Source passage.

==========

As an oncologist at the Dana-Farber Cancer Institute in Boston in the late 1980s, Druker had seen his share of CML patients. And he knew firsthand how little there was to offer them. Druker may not have been able to think of any reason why targeting the BCR-ABL pathway wouldn’t work, but his superiors believed the idea wouldn’t amount to much. Undeterred, Druker moved across the country in 1993 and set up shop in Oregon.

He also began collaborating with Alex Matter and Nicholas Lydon, like-minded biochemists at the drug company that would eventually become Novartis. Lydon had become proficient in a high-tech method of pharmaceutical testing called “high-throughput screening” that enables thousands of chemical compounds to be quickly tested for potential activity against a particular biochemical pathway. Using this method, Lydon’s lab would find compounds that had potential activity against the BCR-ABL pathway and send them to Druker for testing. Eventually, they hit on a winner—a molecule that killed every leukemia cell in Druker’s petri dishes. But just when it looked like the researchers were on to something, Lydon’s company underwent a merger and Lydon left. Without Lydon’s advocacy, the executives weren’t convinced that Druker’s new drug was worth the substantial investment of clinical trials. After all, there wasn’t a lot of profit potential in a drug for a disease that’s diagnosed in only about 5,000 Americans a year.

==========

Record extracts.
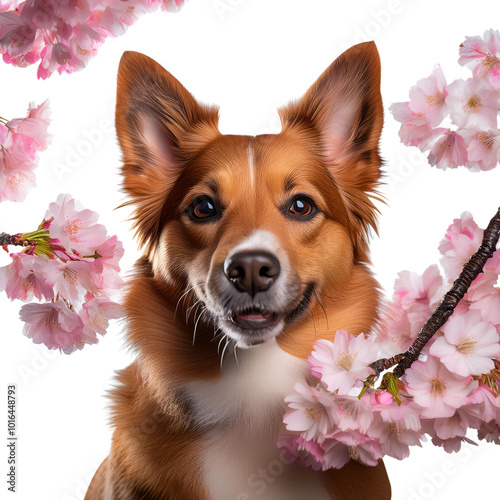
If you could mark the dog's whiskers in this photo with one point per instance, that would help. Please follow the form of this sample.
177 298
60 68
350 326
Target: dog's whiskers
235 355
189 309
183 296
203 311
228 341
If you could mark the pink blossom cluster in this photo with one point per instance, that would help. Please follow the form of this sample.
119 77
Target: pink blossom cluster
472 105
64 34
72 267
20 141
452 388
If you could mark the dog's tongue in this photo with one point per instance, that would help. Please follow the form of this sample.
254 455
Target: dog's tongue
249 316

==========

List of tasks.
**1)** According to the Druker passage, in what year did Druker move across the country to Oregon?
**2)** Reproduce the portion of the Druker passage starting with "As an oncologist" and going on through "shop in Oregon.", keeping every word and mark unchanged.
**3)** Name every person identified by name in the Druker passage.

Exercise answers.
**1)** 1993

**2)**
As an oncologist at the Dana-Farber Cancer Institute in Boston in the late 1980s, Druker had seen his share of CML patients. And he knew firsthand how little there was to offer them. Druker may not have been able to think of any reason why targeting the BCR-ABL pathway wouldn’t work, but his superiors believed the idea wouldn’t amount to much. Undeterred, Druker moved across the country in 1993 and set up shop in Oregon.

**3)** Druker, Alex Matter, Nicholas Lydon